Dataset records
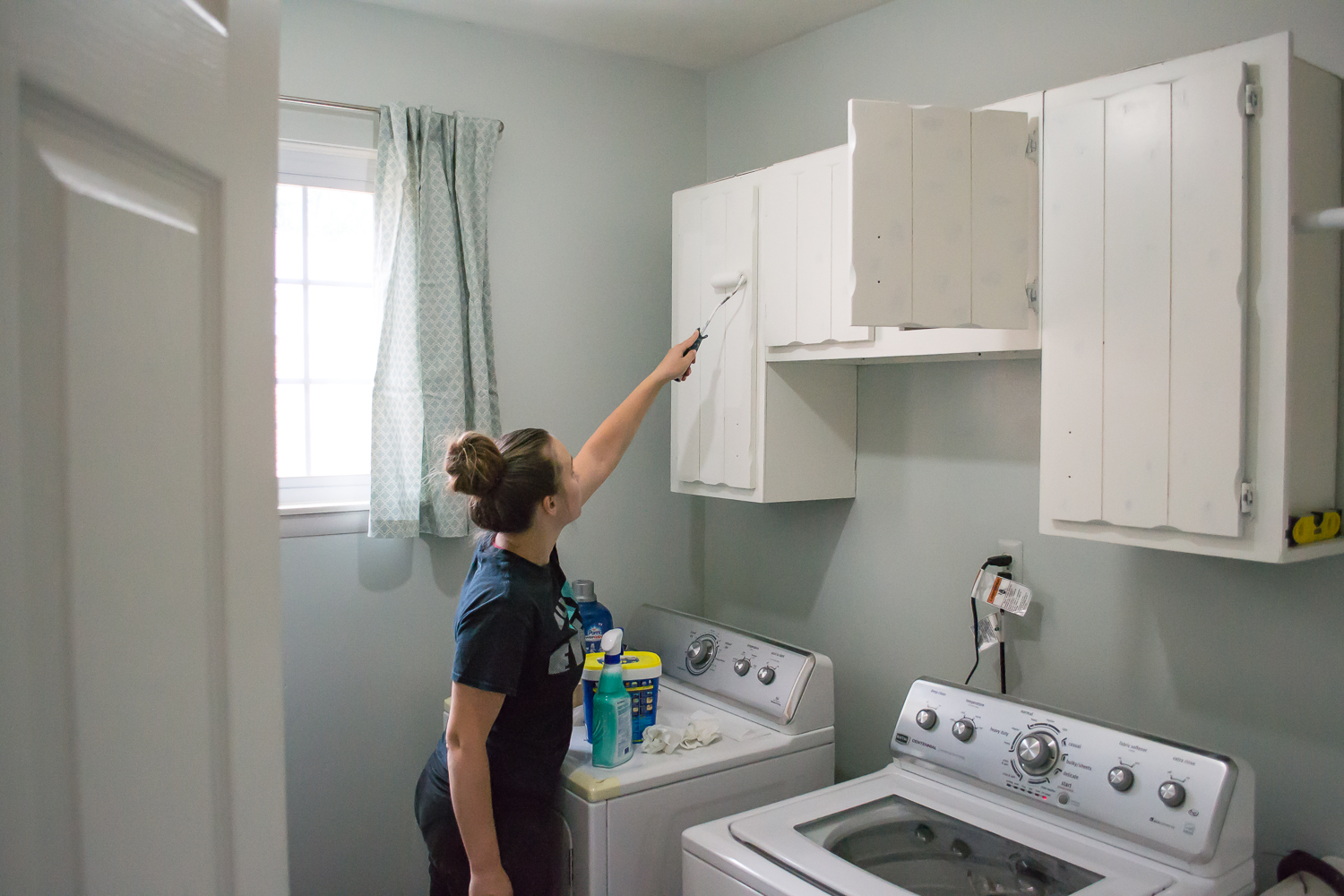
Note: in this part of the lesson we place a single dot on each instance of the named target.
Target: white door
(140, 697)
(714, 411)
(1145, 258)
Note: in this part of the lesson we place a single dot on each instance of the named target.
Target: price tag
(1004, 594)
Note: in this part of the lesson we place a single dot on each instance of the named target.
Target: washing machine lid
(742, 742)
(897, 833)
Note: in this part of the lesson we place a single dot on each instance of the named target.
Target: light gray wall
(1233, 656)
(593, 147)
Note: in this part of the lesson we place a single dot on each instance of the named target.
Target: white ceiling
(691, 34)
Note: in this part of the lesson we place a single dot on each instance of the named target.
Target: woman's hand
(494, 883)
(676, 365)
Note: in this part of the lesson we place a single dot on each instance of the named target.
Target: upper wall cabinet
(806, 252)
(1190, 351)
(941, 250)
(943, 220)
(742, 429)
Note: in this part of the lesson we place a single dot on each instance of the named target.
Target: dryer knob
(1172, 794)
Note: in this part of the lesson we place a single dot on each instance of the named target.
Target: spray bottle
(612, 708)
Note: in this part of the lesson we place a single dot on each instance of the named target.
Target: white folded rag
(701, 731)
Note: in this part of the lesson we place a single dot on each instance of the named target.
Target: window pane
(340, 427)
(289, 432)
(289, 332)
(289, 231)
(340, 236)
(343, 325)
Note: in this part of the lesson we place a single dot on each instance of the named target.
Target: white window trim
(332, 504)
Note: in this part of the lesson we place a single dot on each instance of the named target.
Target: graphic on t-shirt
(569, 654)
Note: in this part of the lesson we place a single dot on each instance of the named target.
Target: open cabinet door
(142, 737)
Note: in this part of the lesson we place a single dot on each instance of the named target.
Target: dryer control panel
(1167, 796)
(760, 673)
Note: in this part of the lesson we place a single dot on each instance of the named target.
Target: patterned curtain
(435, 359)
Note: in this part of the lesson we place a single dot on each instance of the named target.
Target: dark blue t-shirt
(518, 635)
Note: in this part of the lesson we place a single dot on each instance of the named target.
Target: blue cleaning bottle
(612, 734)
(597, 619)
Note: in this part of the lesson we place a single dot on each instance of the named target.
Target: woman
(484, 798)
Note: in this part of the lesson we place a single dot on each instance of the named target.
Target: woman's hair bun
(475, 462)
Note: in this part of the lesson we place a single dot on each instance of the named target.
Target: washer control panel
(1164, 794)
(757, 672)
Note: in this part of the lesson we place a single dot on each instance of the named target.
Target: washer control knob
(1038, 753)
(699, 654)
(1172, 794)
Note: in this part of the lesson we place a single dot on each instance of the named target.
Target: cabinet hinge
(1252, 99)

= Task brief =
In your copy of the records above, include every line exactly but no pictures.

= Output for this task =
Note: in this part of the lesson we place a single dot on each instance of the named target.
Target: white door
(140, 697)
(714, 411)
(1145, 258)
Note: in this part of the lesson we place a single dot on each instance of the named target.
Target: price tag
(1004, 594)
Note: in this part of the lesson we place a single dot on each instance of the named target.
Target: washing machine lid
(742, 742)
(897, 833)
Note: in this part of the lesson we place a single dot on each instance of the named target.
Target: light gray wall
(1233, 656)
(593, 147)
Note: in this part of the lesson we place a single dot on each instance of the named target.
Target: white ceiling
(691, 34)
Note: in this part of the lesson we place a single dot on each instance of the named target.
Target: woman's hand
(494, 883)
(676, 365)
Note: in this part of the lesson we place a single dot on each instance of the named target.
Target: upper wall cabinet
(806, 252)
(1190, 351)
(941, 250)
(943, 220)
(742, 429)
Note: in this part of the lesson we place a single dot on each instance of the named target.
Target: dryer knob
(1172, 794)
Note: in this part of the lesson we place a single dot on each instance of the named target.
Target: spray bottle
(612, 708)
Note: in this part of the lesson we place a single dot on each instance of the named target.
Target: white folded rag
(701, 731)
Note: in this part of the lesson we place a single dot on each instance of the named target.
Target: window pane
(340, 427)
(289, 432)
(289, 332)
(289, 231)
(340, 236)
(343, 325)
Note: in this part of the lesson we place a single dot on each instance of the named target.
Target: white window trim
(332, 504)
Note: in this part of the lesson we place a single dot on each instance of the named target.
Target: graphic on t-shirt
(569, 654)
Note: in this part of the lesson we place a single dot on each instance of the named target.
Target: open cabinet door
(142, 737)
Note: in this part of the lesson we place a single dot on each instance of the named target.
Target: dryer control panel
(1167, 796)
(760, 673)
Note: in this part of the lesson we place a single dot on each instance of the named target.
Target: patterned curtain
(435, 359)
Note: in this part of the lesson we place a single dot on each instance of the named target.
Target: dark blue t-shirt
(518, 635)
Note: in this part of the lesson we place a single dot on each instance of the named target.
Target: blue cleaning bottle
(612, 734)
(597, 619)
Note: in this part of the lesson we place a single dot on each instance of the named target.
Target: woman
(484, 798)
Note: in this part of the lesson we place a single dot on each instance of the named target.
Target: woman's hair bun
(475, 462)
Note: in this part of the lesson we place a single dot on each instance of the named target.
Target: washer control panel
(1164, 794)
(757, 672)
Note: in this part of the lesson we place a single dot on each instance of the named target.
Target: washer control knob
(1038, 753)
(699, 654)
(1172, 794)
Note: in this part of the lesson we place a single dot on each instance of the named target.
Target: cabinet hinge
(1252, 99)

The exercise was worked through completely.